§ Problem
Produce an exact copy of the first line of the data below and each line after it, please, up to and including the one with "x=456, y=173".
══ Record extracts ══
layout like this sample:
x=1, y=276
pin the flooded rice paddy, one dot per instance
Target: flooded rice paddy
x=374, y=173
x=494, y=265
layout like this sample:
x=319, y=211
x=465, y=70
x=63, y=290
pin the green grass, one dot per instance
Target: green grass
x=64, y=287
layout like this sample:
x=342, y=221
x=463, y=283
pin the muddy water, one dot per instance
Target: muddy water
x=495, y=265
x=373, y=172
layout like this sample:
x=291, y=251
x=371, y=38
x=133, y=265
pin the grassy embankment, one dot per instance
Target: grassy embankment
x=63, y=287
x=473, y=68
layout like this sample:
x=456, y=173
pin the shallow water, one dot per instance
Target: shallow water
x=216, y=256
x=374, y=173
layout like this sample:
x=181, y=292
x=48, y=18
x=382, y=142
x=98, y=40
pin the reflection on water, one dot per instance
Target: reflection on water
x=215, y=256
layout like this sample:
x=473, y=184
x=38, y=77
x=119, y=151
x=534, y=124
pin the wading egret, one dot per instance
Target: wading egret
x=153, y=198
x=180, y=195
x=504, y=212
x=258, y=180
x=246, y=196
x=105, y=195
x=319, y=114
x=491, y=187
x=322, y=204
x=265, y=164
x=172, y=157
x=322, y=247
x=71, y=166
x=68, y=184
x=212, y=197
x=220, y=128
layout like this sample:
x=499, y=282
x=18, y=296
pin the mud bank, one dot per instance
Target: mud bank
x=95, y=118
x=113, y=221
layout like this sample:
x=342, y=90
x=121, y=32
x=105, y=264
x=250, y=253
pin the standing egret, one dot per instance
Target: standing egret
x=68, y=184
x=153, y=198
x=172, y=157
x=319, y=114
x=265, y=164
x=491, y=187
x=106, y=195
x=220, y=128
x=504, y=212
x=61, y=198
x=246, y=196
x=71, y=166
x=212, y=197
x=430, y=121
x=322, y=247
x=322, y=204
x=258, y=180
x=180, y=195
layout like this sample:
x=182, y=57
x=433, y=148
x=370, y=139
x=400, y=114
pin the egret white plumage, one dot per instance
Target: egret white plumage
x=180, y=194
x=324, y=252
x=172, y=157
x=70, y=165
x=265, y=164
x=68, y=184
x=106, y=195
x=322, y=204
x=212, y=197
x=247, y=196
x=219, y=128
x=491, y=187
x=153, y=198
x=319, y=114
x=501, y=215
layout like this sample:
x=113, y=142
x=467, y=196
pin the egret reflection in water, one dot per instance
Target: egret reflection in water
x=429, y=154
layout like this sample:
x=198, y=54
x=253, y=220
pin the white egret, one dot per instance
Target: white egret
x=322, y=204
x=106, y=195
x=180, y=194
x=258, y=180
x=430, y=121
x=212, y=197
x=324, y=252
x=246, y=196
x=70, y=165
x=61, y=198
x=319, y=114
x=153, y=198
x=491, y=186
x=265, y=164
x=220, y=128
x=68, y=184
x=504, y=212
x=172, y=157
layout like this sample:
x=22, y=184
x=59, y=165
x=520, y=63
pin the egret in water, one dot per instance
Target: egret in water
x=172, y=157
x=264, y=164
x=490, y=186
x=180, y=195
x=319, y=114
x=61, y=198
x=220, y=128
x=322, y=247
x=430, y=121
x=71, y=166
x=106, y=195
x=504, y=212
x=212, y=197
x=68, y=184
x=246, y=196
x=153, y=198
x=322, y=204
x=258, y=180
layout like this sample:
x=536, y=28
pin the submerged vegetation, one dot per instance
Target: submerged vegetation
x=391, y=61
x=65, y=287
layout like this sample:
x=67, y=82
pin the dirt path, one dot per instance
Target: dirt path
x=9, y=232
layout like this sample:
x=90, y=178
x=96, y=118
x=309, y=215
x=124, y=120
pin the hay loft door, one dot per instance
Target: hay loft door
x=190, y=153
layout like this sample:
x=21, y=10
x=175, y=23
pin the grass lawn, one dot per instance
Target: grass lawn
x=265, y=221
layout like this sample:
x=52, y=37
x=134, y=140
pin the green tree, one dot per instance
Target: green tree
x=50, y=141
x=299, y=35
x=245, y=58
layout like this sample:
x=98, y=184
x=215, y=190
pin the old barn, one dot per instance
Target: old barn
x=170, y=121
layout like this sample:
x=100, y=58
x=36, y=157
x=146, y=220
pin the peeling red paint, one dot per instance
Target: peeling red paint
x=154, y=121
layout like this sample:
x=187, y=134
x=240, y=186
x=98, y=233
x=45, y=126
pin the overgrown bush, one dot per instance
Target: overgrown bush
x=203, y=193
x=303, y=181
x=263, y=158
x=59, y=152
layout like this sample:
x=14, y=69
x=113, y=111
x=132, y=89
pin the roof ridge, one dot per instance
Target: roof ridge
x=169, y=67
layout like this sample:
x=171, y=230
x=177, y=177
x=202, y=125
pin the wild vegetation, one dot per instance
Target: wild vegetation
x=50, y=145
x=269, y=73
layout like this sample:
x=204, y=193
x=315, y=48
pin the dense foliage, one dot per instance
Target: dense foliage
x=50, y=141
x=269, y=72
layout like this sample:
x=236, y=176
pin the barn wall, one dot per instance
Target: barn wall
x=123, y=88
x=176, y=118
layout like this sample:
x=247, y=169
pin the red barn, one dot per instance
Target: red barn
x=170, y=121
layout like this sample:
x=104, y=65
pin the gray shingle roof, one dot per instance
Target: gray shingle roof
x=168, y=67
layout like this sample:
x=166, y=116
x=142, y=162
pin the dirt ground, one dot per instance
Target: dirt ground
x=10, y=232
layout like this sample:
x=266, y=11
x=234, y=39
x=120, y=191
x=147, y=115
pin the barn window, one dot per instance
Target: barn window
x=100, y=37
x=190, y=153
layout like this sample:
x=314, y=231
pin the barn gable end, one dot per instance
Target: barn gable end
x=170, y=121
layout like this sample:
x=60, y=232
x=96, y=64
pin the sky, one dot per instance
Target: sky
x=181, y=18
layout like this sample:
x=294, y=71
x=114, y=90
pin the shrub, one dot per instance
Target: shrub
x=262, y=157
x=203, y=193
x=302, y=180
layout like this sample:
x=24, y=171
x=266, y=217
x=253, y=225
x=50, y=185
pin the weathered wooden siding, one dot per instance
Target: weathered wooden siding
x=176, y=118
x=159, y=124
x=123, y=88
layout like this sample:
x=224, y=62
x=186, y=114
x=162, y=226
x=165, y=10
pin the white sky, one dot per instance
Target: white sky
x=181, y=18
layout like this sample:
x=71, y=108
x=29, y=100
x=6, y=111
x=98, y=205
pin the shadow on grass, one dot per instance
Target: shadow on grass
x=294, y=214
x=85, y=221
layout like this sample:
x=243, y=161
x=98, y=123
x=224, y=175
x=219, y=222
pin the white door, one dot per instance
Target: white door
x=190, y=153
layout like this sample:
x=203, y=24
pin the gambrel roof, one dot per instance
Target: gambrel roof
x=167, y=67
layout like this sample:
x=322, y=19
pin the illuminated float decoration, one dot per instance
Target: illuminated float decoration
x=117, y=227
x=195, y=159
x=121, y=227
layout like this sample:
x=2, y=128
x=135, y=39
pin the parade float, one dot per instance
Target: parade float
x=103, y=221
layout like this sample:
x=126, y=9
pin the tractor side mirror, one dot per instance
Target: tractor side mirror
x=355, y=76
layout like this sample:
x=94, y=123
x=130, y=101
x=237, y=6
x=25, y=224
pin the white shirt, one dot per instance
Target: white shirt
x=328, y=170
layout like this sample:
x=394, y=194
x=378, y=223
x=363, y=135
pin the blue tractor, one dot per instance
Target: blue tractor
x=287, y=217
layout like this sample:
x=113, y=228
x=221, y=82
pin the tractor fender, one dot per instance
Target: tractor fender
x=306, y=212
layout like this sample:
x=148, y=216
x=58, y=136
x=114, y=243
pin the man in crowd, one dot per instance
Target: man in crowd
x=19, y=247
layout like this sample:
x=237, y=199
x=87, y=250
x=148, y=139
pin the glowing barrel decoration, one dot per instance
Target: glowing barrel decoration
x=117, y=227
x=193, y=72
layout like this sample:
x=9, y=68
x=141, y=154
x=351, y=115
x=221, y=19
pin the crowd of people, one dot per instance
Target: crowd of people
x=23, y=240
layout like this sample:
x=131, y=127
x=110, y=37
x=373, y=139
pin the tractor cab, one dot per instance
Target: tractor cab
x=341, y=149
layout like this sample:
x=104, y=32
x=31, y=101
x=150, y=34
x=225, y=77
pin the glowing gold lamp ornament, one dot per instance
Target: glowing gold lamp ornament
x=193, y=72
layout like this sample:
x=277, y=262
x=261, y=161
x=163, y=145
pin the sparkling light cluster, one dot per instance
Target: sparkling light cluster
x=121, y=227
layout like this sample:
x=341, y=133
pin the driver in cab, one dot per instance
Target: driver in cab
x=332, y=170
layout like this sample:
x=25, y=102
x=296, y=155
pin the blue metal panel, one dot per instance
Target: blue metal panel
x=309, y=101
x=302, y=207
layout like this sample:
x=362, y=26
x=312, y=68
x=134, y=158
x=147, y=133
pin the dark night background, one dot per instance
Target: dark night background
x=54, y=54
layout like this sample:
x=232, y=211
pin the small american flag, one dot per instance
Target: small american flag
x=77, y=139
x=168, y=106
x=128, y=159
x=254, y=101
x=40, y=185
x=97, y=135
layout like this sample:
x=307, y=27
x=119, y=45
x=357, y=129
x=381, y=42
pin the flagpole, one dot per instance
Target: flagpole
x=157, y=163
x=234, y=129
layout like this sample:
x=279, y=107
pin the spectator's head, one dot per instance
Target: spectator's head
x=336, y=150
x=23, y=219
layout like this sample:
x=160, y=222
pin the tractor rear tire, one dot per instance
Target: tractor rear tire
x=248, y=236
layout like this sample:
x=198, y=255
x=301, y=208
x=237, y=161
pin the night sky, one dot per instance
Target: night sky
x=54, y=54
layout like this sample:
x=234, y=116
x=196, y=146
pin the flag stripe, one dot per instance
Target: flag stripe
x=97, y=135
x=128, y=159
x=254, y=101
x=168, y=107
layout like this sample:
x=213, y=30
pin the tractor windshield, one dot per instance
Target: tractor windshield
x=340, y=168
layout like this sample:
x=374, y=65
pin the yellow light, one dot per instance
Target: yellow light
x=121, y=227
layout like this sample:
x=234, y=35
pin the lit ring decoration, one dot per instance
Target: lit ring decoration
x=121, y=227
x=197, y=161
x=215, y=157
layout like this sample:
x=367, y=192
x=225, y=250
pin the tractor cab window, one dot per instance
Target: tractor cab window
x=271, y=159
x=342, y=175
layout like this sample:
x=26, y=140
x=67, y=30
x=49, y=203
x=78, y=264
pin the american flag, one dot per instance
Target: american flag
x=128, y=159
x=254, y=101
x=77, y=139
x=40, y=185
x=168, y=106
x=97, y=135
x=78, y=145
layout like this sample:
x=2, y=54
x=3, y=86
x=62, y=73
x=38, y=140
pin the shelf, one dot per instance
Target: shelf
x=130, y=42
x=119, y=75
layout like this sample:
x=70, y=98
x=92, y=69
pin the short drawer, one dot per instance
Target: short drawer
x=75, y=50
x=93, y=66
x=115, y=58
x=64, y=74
═══
§ Output for this exercise
layout like this sample:
x=1, y=276
pin the flooded rice paddy, one dot per instance
Target: flooded rice paddy
x=374, y=173
x=494, y=265
layout like this sample:
x=319, y=211
x=465, y=70
x=63, y=290
pin the green grass, one dot per instance
Target: green grass
x=64, y=287
layout like this sample:
x=342, y=221
x=463, y=283
pin the muddy water, one dot per instance
Target: muddy water
x=495, y=265
x=373, y=172
layout like this sample:
x=291, y=251
x=371, y=38
x=133, y=265
pin the grassy embankment, one dot per instance
Target: grassy embankment
x=63, y=287
x=473, y=68
layout like this sample:
x=456, y=173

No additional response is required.